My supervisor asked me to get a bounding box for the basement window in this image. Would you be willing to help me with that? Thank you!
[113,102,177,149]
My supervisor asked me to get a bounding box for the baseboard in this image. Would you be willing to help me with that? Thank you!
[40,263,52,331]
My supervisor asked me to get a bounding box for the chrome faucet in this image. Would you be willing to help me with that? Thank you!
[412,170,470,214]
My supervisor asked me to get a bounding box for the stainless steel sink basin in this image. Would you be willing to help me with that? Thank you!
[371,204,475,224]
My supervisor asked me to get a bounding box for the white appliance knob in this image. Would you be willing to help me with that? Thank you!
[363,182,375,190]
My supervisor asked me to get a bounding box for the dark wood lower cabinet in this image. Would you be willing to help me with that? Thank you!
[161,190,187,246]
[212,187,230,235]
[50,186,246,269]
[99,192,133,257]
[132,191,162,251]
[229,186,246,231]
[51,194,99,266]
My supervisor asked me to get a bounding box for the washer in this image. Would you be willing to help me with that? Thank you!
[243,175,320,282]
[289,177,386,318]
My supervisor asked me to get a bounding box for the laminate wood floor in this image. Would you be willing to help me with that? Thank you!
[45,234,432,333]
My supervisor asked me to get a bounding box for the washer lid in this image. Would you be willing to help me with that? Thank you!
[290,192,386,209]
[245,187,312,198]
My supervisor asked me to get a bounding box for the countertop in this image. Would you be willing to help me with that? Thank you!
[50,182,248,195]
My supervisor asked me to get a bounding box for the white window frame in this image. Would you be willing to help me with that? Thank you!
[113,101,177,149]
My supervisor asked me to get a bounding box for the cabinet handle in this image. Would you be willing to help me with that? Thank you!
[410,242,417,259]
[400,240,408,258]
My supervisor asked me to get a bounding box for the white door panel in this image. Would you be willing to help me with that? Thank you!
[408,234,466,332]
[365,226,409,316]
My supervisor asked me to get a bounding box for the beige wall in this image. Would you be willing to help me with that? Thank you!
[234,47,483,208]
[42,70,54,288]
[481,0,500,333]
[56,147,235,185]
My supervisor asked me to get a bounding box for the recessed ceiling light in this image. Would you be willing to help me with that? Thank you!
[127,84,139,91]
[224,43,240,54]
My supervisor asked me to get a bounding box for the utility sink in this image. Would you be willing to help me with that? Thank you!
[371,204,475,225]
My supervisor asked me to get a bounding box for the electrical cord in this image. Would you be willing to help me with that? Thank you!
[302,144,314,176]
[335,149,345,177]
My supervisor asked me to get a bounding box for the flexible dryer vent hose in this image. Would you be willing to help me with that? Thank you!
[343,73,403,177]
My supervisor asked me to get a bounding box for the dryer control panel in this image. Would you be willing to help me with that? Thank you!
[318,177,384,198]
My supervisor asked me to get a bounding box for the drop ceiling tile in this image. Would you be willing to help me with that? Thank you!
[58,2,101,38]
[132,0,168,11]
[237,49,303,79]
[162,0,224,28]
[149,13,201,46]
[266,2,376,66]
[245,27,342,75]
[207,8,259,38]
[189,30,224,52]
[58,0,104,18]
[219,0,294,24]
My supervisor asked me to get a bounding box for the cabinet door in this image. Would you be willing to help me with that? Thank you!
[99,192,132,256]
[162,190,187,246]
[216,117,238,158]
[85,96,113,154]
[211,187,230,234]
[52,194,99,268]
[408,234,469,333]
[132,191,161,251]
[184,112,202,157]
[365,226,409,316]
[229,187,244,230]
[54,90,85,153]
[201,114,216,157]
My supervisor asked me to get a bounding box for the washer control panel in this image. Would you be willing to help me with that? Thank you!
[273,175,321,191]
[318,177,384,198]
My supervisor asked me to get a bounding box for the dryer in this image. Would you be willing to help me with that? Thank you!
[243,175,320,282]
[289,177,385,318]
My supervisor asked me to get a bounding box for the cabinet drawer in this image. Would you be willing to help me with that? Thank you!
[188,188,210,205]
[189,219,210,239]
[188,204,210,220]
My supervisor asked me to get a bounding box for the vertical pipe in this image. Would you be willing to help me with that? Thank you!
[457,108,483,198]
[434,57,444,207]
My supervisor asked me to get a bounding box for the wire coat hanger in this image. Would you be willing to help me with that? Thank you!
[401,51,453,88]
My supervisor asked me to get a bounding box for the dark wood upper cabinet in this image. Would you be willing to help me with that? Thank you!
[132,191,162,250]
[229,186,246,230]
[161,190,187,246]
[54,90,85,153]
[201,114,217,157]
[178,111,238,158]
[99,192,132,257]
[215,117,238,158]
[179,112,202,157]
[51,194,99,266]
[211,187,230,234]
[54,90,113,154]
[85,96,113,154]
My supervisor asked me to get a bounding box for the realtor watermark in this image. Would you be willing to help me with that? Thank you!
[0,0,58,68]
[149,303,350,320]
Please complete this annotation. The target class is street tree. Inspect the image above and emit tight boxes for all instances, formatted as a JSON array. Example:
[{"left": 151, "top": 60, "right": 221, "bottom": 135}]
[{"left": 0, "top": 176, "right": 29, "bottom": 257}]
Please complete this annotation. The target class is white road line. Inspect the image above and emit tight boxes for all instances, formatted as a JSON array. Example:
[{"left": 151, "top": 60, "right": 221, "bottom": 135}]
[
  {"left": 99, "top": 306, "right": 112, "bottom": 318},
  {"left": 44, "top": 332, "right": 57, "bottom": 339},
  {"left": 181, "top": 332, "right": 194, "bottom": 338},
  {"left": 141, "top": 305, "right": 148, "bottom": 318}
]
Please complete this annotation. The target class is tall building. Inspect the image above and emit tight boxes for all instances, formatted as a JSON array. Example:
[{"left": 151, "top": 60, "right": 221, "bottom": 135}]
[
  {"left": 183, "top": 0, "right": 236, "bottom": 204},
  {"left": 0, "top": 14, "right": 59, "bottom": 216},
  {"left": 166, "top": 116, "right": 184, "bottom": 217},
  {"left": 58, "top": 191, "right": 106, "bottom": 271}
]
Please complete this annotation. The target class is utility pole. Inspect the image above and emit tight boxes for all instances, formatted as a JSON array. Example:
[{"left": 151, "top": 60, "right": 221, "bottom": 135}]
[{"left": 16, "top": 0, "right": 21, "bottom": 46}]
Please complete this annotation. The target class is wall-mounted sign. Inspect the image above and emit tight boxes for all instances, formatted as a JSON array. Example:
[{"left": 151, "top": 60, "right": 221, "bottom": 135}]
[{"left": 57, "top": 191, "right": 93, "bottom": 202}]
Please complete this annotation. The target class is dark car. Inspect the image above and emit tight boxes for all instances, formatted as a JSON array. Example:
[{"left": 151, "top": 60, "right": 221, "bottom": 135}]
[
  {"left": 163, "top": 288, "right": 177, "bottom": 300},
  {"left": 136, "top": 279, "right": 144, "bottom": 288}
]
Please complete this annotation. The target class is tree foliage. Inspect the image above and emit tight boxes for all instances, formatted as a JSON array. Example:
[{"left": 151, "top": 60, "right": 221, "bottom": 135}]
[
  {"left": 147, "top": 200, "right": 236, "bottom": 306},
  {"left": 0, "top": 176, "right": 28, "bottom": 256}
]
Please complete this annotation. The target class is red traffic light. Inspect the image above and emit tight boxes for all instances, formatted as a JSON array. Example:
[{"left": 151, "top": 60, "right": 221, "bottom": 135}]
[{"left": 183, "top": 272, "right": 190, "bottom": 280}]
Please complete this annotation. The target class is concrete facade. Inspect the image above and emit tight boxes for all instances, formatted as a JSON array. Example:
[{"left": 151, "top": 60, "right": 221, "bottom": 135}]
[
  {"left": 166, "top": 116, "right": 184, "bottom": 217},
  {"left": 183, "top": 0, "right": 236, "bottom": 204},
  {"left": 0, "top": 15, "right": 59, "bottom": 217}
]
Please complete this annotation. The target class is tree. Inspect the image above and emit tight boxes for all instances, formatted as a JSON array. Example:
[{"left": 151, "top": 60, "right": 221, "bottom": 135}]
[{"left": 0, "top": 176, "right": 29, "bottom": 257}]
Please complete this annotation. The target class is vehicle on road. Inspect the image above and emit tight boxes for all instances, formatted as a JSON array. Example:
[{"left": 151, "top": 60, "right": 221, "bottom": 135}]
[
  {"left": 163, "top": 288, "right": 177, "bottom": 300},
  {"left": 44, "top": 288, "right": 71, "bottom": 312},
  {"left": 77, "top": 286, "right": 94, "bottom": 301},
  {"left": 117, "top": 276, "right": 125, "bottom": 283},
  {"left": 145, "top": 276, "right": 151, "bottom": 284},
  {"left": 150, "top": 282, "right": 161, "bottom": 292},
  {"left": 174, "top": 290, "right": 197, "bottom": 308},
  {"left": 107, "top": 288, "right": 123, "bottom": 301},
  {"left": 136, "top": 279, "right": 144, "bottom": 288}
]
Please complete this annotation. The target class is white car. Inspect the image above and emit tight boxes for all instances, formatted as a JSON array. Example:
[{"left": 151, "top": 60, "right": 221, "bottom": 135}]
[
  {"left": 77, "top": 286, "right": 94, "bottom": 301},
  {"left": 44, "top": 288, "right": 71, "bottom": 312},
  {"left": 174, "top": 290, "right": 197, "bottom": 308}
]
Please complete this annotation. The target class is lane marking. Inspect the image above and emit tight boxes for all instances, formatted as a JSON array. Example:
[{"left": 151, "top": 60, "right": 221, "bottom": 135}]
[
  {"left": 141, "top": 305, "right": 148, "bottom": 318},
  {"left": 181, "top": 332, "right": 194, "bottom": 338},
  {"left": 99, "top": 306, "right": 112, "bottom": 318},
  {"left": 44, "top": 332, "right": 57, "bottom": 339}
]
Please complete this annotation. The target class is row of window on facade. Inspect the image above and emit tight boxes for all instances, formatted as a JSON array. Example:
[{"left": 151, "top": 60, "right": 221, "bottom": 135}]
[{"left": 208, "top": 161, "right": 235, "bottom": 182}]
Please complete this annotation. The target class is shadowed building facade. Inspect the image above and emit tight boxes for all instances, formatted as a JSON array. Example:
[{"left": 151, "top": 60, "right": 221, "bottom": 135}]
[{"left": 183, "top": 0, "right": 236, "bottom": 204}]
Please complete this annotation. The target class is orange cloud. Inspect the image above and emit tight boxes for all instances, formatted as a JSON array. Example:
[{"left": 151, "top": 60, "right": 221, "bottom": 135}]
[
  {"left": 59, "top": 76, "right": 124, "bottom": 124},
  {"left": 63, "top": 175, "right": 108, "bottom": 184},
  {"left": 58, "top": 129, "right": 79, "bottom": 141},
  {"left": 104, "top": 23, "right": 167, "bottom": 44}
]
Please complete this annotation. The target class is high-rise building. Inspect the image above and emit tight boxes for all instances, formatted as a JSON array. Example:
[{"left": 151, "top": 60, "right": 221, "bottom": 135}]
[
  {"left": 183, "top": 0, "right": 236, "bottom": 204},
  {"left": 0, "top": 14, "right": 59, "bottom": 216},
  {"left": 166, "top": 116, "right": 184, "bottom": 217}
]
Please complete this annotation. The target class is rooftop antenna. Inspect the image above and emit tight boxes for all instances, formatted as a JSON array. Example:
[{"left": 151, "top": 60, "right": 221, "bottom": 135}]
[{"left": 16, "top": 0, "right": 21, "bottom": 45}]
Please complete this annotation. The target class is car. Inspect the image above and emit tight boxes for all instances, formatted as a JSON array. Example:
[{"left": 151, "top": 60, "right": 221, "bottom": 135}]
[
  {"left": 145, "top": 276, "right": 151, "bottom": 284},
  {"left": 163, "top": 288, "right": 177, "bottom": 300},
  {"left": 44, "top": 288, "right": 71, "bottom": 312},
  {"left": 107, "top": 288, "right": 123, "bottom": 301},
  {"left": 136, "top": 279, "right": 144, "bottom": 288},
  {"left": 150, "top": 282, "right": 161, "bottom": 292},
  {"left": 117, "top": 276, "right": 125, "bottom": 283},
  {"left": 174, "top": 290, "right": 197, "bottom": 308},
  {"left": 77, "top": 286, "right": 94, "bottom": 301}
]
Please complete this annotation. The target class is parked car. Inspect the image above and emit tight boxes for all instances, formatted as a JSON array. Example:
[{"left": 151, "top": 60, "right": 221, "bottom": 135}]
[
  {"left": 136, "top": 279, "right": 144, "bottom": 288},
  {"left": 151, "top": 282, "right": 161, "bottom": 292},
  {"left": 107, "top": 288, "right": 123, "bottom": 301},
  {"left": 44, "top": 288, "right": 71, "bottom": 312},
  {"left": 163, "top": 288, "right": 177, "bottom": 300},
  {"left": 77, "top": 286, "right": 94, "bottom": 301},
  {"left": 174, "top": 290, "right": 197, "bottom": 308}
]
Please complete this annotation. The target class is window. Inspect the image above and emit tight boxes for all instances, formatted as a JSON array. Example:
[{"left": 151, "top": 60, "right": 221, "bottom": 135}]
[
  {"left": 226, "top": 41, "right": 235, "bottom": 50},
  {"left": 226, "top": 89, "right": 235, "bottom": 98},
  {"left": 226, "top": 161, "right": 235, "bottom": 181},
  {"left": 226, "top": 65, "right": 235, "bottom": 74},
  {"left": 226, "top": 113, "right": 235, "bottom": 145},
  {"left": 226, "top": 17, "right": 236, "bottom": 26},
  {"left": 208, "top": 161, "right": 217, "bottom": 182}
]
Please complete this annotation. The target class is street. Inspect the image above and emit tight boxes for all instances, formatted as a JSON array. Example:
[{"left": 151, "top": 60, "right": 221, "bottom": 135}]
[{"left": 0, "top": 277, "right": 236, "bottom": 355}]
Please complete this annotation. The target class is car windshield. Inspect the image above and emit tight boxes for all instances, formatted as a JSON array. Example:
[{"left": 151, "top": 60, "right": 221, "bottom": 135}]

**Stated goal**
Shift every bounding-box coordinate up by 101 in the records above, starting at the line containing "dark wood upper" and ending at the line containing "[179,112,202,157]". Write out all of those lines, leaving the line of wording unchanged.

**Written response**
My supervisor asked me to get a bounding box for the dark wood upper cabinet in this image. Would you be willing to help me with that? Thank you!
[233,292,263,351]
[330,287,347,331]
[262,291,288,347]
[155,191,186,254]
[302,215,318,258]
[279,212,339,259]
[200,293,233,358]
[316,218,339,259]
[280,213,303,258]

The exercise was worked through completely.